====== Passage to read
COVID patient analysis shows too many unnecessary antibiotics

June 18, 2021

More than 120,000 times in the past 15 months, COVID-19 has made Michiganders sick enough to need hospital care, as three huge waves of coronavirus infections swept across the state.

Since April 2020, a statewide effort called the Mi-COVID19 initiative, collected data from the 40-hospital network to analyze and share data from thousands of COVID patients, applying the findings almost immediately in hospitals across the state.

Most important: the study found that 10% of those who survived an ICU stay would go on to die within 60 days of leaving the hospital, signaling an urgent need for more intensive follow-up care.

Early data show that nausea and vomiting were key COVID-19 onset symptoms. Knowing this, when coronavirus testing wasn’t widely available, helped inform care decisions in the first months and beyond.

The registry for COVID-19 patients actually used a framework for studying sepsis patients that was just about to launch in early 2020.The sepsis framework became a springboard for rapid-turnaround COVID-19 data collection. At each of the 40 hospitals, staff who normally do detailed analysis of patient records for several CQIs pivoted to focus on the records of COVID-19 patients.
============
● Check your understanding:
1: Please transcribe the part of the article on Michigan COVID-19 patient data that opens with the words containing "June 18, 2021" and closes with "hospitals across the state.".
2: Write the next part of the article on Michigan COVID-19 patient data, picking up after its last sentence.
====== Data provided
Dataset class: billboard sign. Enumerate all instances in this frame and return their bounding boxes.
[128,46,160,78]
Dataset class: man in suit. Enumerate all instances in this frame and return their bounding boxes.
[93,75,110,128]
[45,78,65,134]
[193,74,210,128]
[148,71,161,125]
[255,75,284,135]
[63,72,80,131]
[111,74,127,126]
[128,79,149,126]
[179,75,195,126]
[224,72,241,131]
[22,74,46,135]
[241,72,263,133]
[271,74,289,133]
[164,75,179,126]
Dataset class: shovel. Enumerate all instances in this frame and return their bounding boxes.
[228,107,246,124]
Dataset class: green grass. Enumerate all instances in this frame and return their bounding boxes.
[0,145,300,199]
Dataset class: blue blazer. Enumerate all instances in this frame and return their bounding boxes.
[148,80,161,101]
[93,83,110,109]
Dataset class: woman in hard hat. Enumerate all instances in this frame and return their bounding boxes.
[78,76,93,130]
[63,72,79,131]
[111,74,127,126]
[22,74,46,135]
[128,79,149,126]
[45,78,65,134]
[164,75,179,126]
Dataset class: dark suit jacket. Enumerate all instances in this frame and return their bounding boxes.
============
====== Data provided
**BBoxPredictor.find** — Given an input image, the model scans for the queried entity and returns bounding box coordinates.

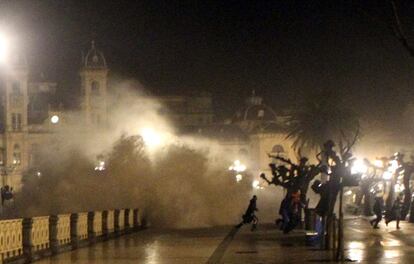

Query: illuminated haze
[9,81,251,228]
============
====== Data provided
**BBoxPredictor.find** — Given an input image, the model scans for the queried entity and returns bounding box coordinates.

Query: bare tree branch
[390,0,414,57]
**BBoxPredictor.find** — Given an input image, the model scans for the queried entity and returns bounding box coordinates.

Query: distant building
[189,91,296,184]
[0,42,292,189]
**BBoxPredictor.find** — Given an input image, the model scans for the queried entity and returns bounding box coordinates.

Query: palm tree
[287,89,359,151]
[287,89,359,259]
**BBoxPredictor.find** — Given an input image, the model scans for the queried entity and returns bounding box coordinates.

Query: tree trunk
============
● Answers to the exercise:
1:
June 18, 2021

More than 120,000 times in the past 15 months, COVID-19 has made Michiganders sick enough to need hospital care, as three huge waves of coronavirus infections swept across the state.

Since April 2020, a statewide effort called the Mi-COVID19 initiative, collected data from the 40-hospital network to analyze and share data from thousands of COVID patients, applying the findings almost immediately in hospitals across the state.

2:
For instance, at the start of the pandemic, most COVID-19 patients left the participating hospitals with no follow-up primary care appointment booked on their calendar. Now, many more do.

Some hospitals gave “just in case” doses of antibiotics to almost all patients, others to a minority. Few turned out to actually need them, and Mi-COVID19 data showed a single blood test could determine who could benefit most. Education efforts since that discovery have reduced unneeded prescribing and the risk that patients will suffer side effects.

Mi-COVID19 team members are also focusing on the long-term mental health effects of COVID-19 on patients and health providers alike. They’re also looking at patterns of how many patients were sent home from the hospital with prescriptions for drugs that can affect the brain and behavior in risky ways, such as opioids and benzodiazepines.